Your instructions:
How many lines below contain the word "tree"? Reply solely with the number.

Given information:
*** Begin section ***

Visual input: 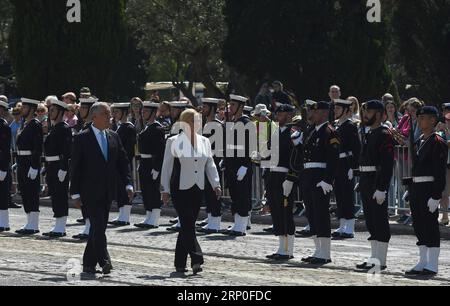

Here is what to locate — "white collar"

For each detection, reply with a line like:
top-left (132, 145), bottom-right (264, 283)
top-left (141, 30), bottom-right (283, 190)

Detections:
top-left (337, 118), bottom-right (350, 126)
top-left (280, 126), bottom-right (288, 133)
top-left (91, 124), bottom-right (106, 135)
top-left (315, 121), bottom-right (328, 131)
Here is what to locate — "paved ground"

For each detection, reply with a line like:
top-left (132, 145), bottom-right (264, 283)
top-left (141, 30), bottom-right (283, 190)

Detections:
top-left (1, 206), bottom-right (450, 286)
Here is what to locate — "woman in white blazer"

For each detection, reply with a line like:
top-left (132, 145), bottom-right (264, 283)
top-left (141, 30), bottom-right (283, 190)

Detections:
top-left (161, 109), bottom-right (221, 274)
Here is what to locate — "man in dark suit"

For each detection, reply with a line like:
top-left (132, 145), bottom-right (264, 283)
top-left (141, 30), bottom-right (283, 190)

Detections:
top-left (70, 102), bottom-right (132, 275)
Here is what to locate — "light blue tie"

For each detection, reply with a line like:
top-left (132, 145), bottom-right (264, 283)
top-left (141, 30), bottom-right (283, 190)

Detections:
top-left (100, 131), bottom-right (108, 161)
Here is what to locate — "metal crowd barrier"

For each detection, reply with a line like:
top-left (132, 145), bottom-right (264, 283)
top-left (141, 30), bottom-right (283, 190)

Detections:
top-left (9, 145), bottom-right (448, 222)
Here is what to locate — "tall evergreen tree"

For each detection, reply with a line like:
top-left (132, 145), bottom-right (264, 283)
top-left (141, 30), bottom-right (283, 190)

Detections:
top-left (223, 0), bottom-right (394, 102)
top-left (392, 0), bottom-right (450, 103)
top-left (8, 0), bottom-right (137, 99)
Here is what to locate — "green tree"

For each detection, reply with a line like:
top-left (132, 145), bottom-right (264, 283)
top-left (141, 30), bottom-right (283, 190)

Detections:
top-left (0, 0), bottom-right (14, 95)
top-left (223, 0), bottom-right (394, 103)
top-left (392, 0), bottom-right (450, 103)
top-left (8, 0), bottom-right (136, 99)
top-left (126, 0), bottom-right (228, 105)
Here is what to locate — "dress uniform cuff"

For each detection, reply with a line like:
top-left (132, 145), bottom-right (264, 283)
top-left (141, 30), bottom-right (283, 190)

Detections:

*** End section ***

Response:
2